**WHAT YOU NEED TO DO:**
The answer should hold exactly the lines of the entries below from the one containing "point per instance: black pants" through the last line, both included.

┏━━

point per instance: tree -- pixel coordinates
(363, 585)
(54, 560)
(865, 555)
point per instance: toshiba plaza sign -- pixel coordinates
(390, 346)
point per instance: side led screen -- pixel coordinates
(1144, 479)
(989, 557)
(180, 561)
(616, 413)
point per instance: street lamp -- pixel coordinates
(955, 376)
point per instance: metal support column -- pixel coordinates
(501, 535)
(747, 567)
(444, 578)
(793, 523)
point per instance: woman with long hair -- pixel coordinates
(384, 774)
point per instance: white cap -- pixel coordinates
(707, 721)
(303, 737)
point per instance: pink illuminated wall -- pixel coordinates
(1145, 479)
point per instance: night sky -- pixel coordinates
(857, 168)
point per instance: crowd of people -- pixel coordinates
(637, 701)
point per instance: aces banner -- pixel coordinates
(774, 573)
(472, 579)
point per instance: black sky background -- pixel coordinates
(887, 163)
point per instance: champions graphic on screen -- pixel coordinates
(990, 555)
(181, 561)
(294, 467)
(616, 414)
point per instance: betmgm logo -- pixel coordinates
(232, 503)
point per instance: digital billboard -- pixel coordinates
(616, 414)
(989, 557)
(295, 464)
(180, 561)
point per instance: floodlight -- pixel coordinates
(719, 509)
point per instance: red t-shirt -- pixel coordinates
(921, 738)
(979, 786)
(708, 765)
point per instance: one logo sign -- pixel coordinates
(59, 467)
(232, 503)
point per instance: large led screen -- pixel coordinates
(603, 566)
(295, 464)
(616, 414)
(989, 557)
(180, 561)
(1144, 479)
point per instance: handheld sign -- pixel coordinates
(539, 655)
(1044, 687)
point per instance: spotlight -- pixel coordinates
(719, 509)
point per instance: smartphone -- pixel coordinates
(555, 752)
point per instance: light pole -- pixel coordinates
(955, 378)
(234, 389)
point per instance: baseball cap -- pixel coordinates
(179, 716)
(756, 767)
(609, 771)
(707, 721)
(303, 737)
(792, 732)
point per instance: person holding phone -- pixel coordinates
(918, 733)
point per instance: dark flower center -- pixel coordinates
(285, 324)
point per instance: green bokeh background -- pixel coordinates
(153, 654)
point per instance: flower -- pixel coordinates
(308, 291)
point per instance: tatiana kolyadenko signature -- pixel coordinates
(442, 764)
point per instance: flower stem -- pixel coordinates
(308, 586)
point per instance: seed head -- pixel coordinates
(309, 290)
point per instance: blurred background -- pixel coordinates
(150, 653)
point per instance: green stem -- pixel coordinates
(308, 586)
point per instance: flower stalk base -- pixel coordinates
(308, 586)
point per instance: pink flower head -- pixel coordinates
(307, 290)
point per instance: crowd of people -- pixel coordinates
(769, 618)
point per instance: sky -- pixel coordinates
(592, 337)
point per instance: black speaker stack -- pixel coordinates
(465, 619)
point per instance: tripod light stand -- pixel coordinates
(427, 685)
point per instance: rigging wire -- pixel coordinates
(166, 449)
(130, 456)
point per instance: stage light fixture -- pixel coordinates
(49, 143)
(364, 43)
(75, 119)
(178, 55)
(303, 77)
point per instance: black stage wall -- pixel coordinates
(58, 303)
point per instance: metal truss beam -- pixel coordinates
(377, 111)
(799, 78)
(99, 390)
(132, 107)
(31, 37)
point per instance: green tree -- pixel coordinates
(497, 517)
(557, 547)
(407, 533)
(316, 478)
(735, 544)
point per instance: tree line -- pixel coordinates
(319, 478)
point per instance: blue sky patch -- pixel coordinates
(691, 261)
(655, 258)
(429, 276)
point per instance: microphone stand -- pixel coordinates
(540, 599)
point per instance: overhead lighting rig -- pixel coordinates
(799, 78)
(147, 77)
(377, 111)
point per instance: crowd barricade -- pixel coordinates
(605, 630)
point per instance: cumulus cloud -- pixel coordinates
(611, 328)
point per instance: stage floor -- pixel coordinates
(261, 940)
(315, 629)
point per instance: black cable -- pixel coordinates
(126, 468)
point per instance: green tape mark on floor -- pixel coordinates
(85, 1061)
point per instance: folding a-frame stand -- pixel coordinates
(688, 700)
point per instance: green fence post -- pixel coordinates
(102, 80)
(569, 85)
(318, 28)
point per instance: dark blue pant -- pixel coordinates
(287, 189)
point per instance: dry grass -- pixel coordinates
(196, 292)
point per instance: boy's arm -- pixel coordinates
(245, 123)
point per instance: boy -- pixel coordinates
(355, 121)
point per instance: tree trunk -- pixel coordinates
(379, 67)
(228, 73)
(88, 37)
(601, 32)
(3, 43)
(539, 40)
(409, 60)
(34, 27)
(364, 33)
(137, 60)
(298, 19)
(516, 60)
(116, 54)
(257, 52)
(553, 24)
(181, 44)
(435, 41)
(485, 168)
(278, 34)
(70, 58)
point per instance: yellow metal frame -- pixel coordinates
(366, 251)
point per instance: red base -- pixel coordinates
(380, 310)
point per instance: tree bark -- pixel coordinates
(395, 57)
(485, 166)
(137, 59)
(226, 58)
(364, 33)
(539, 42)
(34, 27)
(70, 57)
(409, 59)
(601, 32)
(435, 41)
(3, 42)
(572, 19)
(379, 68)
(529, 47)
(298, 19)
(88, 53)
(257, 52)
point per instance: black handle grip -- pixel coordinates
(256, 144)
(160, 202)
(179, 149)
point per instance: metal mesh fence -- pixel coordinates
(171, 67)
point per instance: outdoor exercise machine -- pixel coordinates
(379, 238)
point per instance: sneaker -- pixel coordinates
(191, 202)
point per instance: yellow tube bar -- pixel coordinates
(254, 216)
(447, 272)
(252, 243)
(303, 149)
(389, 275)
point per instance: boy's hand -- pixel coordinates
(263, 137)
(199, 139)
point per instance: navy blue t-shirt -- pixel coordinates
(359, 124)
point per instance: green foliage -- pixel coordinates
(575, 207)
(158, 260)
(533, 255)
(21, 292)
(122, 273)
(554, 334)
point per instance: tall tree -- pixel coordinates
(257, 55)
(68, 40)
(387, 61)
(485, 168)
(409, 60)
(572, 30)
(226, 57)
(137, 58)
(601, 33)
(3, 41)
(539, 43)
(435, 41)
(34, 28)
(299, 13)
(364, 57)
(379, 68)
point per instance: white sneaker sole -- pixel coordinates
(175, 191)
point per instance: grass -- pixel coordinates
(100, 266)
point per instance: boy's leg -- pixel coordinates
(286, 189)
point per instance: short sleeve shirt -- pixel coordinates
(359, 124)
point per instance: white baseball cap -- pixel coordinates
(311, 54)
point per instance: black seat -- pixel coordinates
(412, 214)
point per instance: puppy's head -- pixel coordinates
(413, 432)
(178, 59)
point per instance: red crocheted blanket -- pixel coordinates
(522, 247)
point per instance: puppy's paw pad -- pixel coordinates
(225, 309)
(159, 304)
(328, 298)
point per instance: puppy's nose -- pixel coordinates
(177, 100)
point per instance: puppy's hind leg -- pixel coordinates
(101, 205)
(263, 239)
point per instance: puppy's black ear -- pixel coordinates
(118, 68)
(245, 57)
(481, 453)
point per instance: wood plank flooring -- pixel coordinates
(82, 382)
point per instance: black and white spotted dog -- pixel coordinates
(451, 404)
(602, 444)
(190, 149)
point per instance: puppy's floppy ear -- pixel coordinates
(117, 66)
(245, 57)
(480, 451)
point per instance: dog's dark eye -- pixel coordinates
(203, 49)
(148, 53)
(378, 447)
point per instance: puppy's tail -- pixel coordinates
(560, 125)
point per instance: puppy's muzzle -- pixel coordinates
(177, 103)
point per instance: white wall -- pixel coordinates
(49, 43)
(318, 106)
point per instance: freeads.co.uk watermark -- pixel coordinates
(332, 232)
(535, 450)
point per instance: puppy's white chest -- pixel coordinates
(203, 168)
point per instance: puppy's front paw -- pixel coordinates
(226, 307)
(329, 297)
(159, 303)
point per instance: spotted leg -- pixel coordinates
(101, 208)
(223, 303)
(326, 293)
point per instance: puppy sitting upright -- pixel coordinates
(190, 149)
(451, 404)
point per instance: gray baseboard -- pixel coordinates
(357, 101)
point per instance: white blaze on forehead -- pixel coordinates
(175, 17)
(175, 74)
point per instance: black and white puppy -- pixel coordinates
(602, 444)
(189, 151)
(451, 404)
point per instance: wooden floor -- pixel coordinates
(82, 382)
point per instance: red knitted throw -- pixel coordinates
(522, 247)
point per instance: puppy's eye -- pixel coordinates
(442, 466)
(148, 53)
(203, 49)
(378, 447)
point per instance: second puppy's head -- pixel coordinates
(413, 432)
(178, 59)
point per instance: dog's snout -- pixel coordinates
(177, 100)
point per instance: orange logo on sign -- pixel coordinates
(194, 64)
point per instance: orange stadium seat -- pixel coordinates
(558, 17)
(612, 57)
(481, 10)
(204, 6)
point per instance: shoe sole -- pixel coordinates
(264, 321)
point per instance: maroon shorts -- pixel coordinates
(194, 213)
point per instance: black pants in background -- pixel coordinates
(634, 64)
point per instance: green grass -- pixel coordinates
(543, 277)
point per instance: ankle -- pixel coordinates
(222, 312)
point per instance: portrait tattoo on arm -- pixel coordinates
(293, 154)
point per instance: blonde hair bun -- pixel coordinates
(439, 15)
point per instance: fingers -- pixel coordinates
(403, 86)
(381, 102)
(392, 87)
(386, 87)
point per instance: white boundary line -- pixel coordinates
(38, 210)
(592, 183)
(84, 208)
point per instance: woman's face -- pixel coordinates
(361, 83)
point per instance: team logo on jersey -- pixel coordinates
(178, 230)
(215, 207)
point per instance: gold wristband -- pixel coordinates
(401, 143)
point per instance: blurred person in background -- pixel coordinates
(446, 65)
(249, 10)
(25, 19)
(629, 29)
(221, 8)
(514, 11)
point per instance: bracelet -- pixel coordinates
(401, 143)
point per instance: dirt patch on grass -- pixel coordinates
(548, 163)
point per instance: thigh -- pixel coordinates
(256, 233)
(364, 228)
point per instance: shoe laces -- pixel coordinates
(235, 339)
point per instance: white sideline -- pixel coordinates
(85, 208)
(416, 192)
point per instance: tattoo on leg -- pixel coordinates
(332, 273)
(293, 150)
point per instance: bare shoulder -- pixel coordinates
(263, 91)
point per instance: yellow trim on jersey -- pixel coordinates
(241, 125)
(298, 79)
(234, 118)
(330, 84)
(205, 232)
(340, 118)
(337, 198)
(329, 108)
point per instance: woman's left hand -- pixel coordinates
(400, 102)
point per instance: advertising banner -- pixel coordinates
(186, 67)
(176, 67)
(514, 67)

┗━━

**YOUR SOLUTION:**
point per instance: black pants in background -- pixel coordinates
(634, 64)
point per instance: green grass -- pixel coordinates
(543, 277)
point per instance: ankle -- pixel coordinates
(222, 312)
point per instance: portrait tattoo on arm -- pixel coordinates
(293, 154)
point per instance: blonde hair bun -- pixel coordinates
(439, 15)
point per instance: fingers -- pixel coordinates
(403, 86)
(381, 102)
(392, 87)
(386, 87)
point per instance: white boundary line -- pixel coordinates
(38, 210)
(592, 183)
(84, 208)
point per instance: woman's face -- pixel coordinates
(361, 83)
point per instance: team logo on jersey -- pixel coordinates
(178, 230)
(215, 207)
point per instance: gold wristband -- pixel coordinates
(401, 143)
point per instance: blurred person in background -- pixel coordinates
(446, 65)
(249, 10)
(25, 19)
(629, 29)
(221, 8)
(514, 11)
point per instance: bracelet -- pixel coordinates
(401, 143)
point per instance: dirt patch on grass -- pixel coordinates
(548, 163)
point per instance: thigh -- pixel coordinates
(256, 233)
(364, 228)
point per instance: shoe laces -- pixel coordinates
(235, 339)
point per instance: white sideline -- pixel coordinates
(85, 208)
(416, 192)
point per instance: tattoo on leg -- pixel coordinates
(332, 273)
(293, 150)
point per instance: bare shoulder -- pixel coordinates
(263, 91)
point per instance: yellow trim on jersey -- pixel coordinates
(241, 125)
(298, 79)
(234, 118)
(330, 84)
(205, 232)
(340, 118)
(337, 198)
(329, 108)
point per instance: woman's left hand -- pixel coordinates
(400, 102)
point per instance: advertising banner -- pixel coordinates
(186, 67)
(176, 67)
(514, 67)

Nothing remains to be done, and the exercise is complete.